## Data for the task
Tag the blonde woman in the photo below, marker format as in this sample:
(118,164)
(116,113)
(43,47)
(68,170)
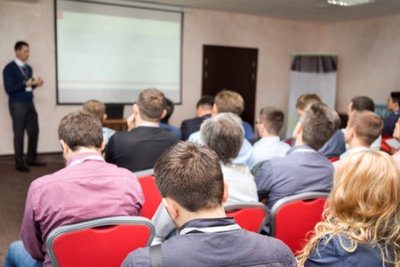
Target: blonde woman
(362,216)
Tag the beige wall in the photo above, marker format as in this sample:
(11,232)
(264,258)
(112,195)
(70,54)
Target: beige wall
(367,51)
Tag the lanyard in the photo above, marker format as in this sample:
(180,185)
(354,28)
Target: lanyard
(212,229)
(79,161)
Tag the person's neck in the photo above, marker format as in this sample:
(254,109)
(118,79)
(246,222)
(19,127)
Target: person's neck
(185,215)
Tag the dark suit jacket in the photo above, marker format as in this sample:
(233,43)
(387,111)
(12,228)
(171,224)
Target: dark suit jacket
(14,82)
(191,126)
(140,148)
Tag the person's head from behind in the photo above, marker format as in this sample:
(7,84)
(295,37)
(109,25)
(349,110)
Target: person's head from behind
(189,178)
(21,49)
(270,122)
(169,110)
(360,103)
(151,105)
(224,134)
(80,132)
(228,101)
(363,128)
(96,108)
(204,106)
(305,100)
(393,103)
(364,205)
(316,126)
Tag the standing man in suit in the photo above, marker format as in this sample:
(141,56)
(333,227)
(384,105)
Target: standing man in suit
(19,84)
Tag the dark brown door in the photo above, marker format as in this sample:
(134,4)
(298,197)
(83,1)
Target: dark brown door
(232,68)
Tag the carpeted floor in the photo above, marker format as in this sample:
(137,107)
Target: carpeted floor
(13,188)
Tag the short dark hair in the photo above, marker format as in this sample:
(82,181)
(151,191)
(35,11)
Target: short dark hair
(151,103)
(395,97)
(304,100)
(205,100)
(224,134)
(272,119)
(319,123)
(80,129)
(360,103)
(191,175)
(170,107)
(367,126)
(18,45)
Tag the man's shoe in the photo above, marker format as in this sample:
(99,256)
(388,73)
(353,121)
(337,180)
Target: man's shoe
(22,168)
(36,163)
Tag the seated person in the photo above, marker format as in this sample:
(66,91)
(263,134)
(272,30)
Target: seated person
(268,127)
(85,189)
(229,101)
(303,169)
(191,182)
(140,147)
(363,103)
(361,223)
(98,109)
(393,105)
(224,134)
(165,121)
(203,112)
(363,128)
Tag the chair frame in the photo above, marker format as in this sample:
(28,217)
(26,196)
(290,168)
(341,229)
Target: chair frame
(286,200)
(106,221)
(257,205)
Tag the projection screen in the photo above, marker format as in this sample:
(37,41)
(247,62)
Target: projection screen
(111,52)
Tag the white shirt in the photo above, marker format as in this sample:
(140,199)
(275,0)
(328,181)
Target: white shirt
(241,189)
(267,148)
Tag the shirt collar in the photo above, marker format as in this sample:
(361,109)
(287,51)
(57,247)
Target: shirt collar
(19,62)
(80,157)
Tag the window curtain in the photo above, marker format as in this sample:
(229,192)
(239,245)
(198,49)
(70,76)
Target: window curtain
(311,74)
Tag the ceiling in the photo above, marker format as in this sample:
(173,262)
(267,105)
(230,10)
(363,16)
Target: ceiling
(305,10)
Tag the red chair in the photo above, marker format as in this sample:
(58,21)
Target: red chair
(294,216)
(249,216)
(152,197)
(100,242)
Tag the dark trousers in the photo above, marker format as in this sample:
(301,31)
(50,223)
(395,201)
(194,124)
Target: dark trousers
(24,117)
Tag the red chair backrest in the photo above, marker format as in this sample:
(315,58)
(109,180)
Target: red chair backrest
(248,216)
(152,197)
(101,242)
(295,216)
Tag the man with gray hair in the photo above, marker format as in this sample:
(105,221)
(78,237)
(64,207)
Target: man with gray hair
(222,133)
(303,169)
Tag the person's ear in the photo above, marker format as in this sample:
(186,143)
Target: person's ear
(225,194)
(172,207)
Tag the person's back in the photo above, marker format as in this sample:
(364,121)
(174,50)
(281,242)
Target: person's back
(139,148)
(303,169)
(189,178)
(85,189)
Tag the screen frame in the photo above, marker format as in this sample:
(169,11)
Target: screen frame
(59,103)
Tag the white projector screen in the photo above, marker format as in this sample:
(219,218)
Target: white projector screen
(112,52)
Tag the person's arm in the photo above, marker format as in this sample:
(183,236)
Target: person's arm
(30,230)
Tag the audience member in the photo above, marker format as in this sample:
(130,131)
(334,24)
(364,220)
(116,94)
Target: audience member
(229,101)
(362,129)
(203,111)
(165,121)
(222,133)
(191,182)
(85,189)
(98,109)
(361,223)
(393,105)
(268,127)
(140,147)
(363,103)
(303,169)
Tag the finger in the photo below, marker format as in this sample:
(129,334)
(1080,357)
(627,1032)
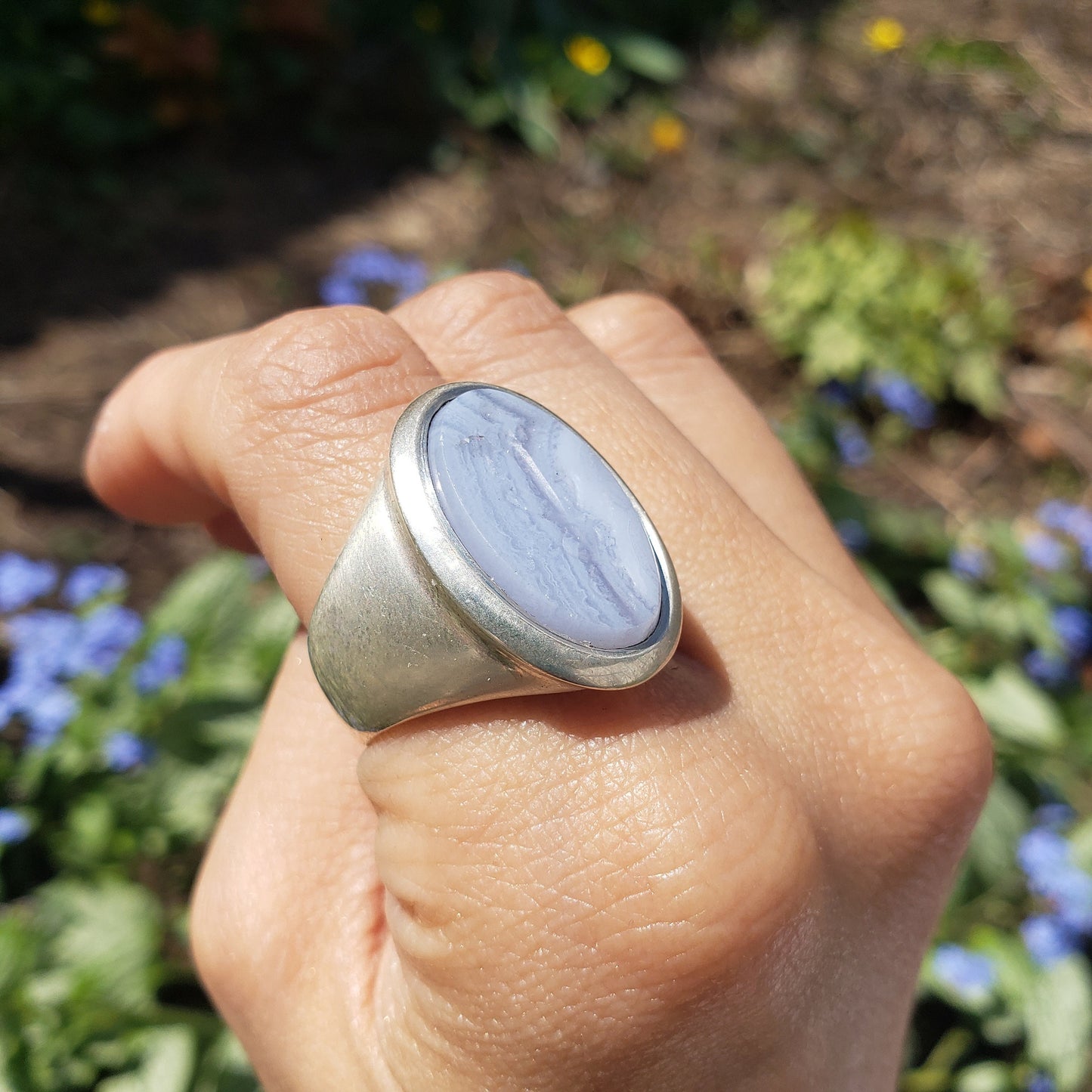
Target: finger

## The task
A picture-free version of all the records, repeated exactly, is what to return.

## Task result
Tag the blonde woman in the photo below, marker format as in this sample:
(118,164)
(116,113)
(43,47)
(68,170)
Target: blonde woman
(362,216)
Tag the beige wall in the photo above, marker format as in this sample:
(11,232)
(264,258)
(112,195)
(70,54)
Target: beige wall
(367,51)
Tag the lanyard in the photo above, marker format as in this sample:
(180,185)
(354,28)
Target: lanyard
(212,229)
(79,161)
Tag the person's neck in the photo above, marker format as in this sample:
(254,109)
(118,79)
(246,222)
(19,127)
Target: person's neck
(185,215)
Tag the dark suit jacket in the photo above, marker format as in this sample:
(233,43)
(387,111)
(12,228)
(171,224)
Target: dark suit jacket
(14,82)
(191,126)
(140,148)
Tag the person's head from behind in the photo above, marker format as in this sample:
(7,84)
(295,37)
(109,25)
(349,110)
Target: person's head from behind
(189,178)
(21,49)
(270,122)
(169,110)
(360,103)
(151,105)
(224,134)
(80,132)
(228,101)
(363,128)
(96,108)
(204,106)
(305,100)
(393,103)
(364,205)
(316,126)
Tag the standing man in suit in the photo above, marker format as in this sample:
(141,56)
(333,227)
(384,105)
Target: standing man in suit
(19,84)
Tag the dark brown door in the photo above, marker format as in this sample:
(134,4)
(298,197)
(83,1)
Target: dark brown door
(232,68)
Tag the carpeted floor in the photo above, marker format as in this sample:
(137,107)
Target: carpeted floor
(13,188)
Tag the short dark hair in the photo above, marker format as in this sample:
(82,181)
(151,191)
(35,11)
Target: short dark hair
(151,103)
(395,97)
(304,100)
(205,100)
(224,134)
(272,119)
(319,123)
(80,129)
(360,103)
(191,175)
(170,107)
(367,126)
(18,45)
Tag the man's shoe in the photo above, marker format as in this sample:
(99,256)
(388,73)
(353,121)
(337,180)
Target: man's shoe
(22,168)
(36,163)
Tag the seated person in the photo above, marker format as in this sample:
(66,91)
(263,134)
(272,30)
Target: seated person
(268,127)
(85,189)
(229,101)
(303,169)
(191,182)
(140,147)
(363,103)
(361,223)
(98,109)
(393,105)
(224,134)
(165,121)
(203,112)
(363,128)
Tag the chair frame in the photo above, marker format as in this sample:
(28,217)
(26,196)
(290,168)
(341,229)
Target: chair frame
(286,200)
(106,221)
(257,205)
Tag the projection screen in the photo above, marker format as in this sample:
(37,41)
(247,62)
Target: projection screen
(111,52)
Tag the white shirt in the photo above, marker format as in this sample:
(140,199)
(275,0)
(328,181)
Target: white shirt
(241,189)
(267,148)
Tag the shirt collar in the photo above, marker format as in this sample:
(361,109)
(287,51)
(57,247)
Target: shirt collar
(19,62)
(80,157)
Tag the window curtain in the photo above, marker format as in this sample:
(229,192)
(239,245)
(198,49)
(70,76)
Target: window curtain
(311,74)
Tag the ceiling in the photo above, marker format as in this sample:
(173,262)
(267,105)
(230,10)
(363,16)
Target: ceiling
(305,10)
Tag the red chair in the photo above, marker format as in this sample:
(58,21)
Target: red chair
(294,216)
(249,216)
(152,197)
(100,242)
Tag the dark trousers in the photo above, marker format as in this sample:
(301,31)
(50,223)
(395,201)
(194,124)
Target: dark trousers
(24,117)
Tag the red chair backrest in the photo above, marker format as in this sample:
(315,58)
(109,180)
Target: red chair backrest
(248,216)
(152,197)
(101,242)
(295,216)
Tag the man with gray hair in the photo above, marker format as in this sample:
(105,221)
(78,237)
(64,207)
Target: man with gray hair
(222,133)
(303,169)
Tag the person's ear in the photo above, marker format as in this sample:
(186,143)
Target: person's ear
(225,194)
(172,207)
Tag the person's back in the photo above, marker format as in this sample:
(364,121)
(174,50)
(281,242)
Target: person's back
(139,148)
(303,169)
(189,178)
(85,189)
Tag the screen frame in the photo above, marker format as in this sample:
(169,11)
Target: screen frame
(59,103)
Tag the white projector screen in the photo above, marker format as in this sample:
(219,218)
Target: white projector screen
(112,52)
Tag the person's arm in the photo above, marker format as in this sample:
(183,236)
Target: person's arm
(30,230)
Tag the audience member in the photo above, marker format as in this sample:
(130,131)
(334,24)
(364,220)
(116,94)
Target: audience member
(229,101)
(362,129)
(203,111)
(165,121)
(222,133)
(191,182)
(85,189)
(98,109)
(361,223)
(393,105)
(268,127)
(140,147)
(363,103)
(303,169)
Tag the finger in the photo below, marker format as in this sample:
(129,334)
(1080,357)
(627,1032)
Target: finger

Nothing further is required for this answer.